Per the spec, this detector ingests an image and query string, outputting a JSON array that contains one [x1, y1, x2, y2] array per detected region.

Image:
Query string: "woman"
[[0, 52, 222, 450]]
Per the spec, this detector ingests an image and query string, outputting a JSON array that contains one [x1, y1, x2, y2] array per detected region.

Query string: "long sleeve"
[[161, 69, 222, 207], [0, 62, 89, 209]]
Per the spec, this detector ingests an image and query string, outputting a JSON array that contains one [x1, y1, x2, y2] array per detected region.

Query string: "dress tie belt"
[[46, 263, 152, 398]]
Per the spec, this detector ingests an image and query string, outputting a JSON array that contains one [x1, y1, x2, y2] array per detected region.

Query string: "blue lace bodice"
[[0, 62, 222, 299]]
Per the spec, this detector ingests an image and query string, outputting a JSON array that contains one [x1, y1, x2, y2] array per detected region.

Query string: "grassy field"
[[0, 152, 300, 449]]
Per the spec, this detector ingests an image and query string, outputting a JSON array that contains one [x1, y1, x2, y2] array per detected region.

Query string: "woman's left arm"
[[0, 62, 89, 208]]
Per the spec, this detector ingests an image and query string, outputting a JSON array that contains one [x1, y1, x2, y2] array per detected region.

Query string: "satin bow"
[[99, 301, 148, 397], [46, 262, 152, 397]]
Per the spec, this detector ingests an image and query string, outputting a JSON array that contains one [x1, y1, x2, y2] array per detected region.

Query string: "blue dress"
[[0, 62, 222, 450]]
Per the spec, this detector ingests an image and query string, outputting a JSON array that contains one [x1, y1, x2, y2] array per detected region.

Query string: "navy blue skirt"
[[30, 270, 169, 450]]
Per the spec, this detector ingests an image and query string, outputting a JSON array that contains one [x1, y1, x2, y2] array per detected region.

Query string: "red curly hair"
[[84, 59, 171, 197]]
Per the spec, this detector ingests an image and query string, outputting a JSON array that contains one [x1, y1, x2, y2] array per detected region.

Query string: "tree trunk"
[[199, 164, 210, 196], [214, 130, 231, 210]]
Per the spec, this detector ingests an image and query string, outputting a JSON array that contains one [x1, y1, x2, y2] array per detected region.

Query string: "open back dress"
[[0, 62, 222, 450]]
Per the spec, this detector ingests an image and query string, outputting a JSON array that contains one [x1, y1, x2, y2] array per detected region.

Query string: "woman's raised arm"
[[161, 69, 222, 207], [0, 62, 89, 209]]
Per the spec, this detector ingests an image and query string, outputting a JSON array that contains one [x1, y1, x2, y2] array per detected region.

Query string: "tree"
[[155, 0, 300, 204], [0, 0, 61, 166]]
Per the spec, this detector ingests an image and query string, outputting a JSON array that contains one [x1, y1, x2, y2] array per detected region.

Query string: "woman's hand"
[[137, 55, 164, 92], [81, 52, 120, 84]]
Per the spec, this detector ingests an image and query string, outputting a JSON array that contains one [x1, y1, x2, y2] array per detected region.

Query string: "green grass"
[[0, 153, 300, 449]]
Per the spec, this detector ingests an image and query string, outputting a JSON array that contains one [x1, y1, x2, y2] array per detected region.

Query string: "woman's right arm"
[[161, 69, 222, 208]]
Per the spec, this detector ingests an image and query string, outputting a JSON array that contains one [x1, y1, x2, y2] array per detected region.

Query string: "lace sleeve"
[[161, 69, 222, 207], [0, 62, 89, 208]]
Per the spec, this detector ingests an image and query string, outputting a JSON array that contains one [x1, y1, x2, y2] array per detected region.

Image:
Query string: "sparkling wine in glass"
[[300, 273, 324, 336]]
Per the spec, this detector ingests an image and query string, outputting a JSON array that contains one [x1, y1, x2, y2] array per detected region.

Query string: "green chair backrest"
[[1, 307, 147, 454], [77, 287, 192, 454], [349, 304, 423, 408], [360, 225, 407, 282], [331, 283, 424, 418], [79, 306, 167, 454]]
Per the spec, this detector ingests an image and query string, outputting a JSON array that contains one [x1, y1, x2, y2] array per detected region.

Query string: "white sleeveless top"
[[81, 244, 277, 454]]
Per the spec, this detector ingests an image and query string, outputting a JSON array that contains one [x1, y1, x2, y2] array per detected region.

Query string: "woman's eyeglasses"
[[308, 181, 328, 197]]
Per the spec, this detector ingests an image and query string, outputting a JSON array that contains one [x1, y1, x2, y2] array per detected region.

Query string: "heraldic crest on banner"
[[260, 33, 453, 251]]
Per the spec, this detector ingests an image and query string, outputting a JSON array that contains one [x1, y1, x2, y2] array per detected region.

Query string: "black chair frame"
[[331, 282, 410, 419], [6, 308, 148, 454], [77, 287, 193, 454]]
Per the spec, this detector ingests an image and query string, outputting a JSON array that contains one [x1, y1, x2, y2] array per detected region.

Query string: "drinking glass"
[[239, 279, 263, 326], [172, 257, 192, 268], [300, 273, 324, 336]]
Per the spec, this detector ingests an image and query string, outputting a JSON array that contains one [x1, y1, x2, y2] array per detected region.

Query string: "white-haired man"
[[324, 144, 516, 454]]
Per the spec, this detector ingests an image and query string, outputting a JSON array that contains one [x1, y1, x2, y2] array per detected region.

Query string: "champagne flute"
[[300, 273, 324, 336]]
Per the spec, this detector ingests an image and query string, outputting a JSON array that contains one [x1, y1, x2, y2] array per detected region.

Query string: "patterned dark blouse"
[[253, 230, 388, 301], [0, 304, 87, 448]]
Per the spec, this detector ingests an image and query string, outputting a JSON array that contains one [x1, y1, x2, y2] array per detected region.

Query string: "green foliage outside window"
━━━━━━━━━━
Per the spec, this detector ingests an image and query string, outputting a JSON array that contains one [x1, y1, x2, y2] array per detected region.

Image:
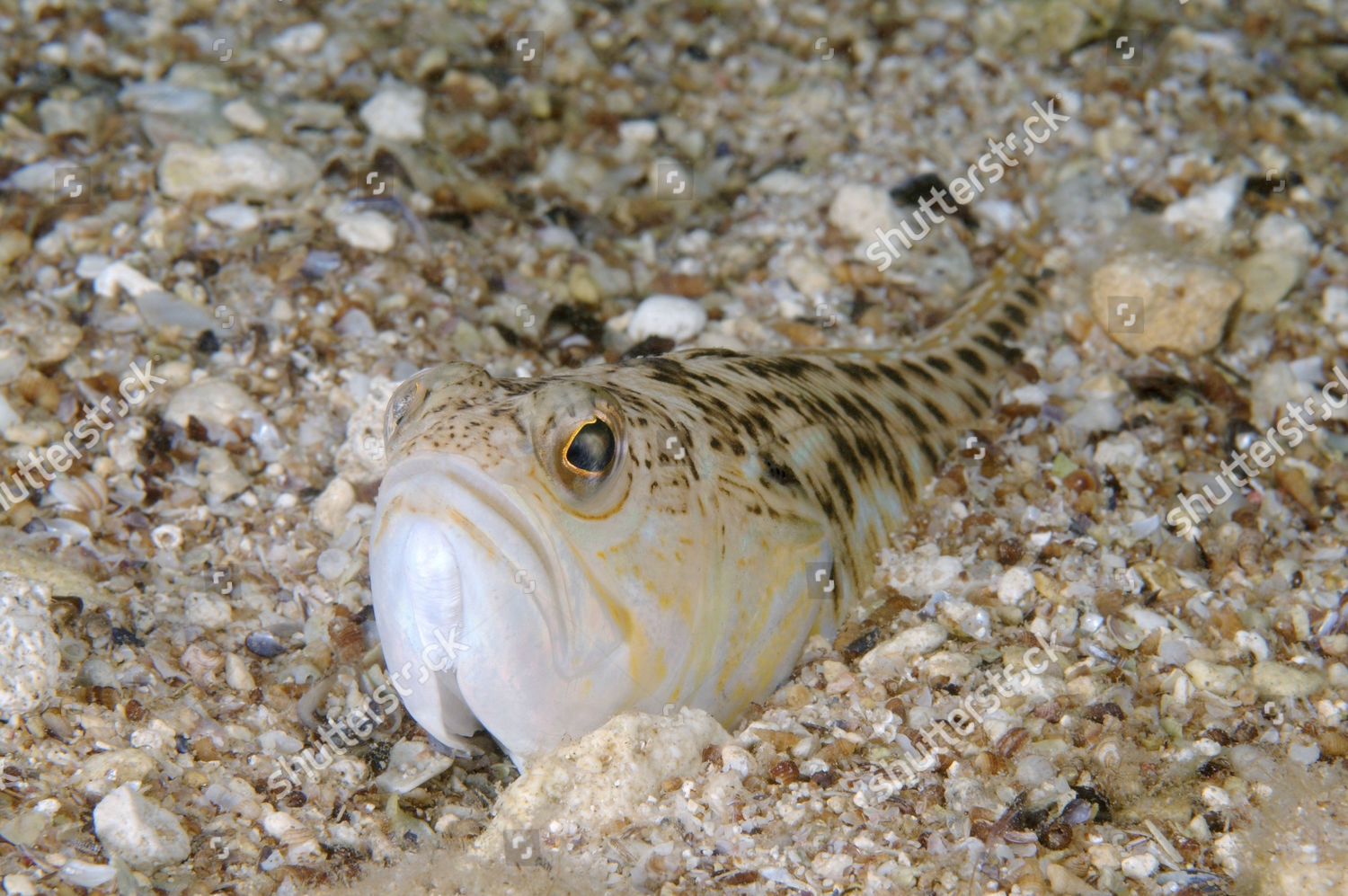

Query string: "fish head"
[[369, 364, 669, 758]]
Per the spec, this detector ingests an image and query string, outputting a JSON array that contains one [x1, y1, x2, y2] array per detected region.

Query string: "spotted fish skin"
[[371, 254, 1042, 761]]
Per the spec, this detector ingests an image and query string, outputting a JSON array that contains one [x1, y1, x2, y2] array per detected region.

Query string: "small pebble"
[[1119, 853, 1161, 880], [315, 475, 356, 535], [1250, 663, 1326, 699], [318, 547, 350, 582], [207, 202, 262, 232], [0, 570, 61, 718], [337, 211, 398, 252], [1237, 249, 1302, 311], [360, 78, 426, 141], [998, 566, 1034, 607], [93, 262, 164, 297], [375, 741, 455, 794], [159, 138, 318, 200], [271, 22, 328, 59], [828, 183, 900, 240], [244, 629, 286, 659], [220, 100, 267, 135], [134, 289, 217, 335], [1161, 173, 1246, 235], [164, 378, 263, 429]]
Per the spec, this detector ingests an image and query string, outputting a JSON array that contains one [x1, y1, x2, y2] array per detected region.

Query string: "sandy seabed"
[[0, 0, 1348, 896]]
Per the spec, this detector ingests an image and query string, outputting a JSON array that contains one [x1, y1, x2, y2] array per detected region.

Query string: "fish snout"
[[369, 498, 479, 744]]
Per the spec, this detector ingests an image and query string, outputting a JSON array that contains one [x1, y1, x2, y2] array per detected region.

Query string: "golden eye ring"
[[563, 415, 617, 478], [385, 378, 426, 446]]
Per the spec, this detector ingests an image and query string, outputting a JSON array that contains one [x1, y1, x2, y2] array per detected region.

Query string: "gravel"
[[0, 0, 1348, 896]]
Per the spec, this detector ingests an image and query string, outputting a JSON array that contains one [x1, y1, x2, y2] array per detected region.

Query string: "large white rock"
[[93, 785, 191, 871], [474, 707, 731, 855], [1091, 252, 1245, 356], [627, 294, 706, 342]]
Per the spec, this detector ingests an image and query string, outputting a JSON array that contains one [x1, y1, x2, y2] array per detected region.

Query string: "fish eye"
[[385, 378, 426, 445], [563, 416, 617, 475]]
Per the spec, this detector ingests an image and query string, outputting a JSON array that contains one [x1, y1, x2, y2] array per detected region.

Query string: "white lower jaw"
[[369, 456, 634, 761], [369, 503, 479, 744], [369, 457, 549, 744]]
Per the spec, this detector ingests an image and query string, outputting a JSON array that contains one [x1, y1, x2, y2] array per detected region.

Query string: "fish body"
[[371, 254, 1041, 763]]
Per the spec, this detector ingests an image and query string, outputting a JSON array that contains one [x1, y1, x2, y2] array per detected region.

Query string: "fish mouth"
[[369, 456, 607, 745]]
━━━━━━━━━━
■ **GIVEN EXERCISE**
If you tally the lines in the rows above that contain the string "dress", with case counting, what number do you get? Reply with the number alone.

■ **SOLUTION TO THIS PROBLEM**
3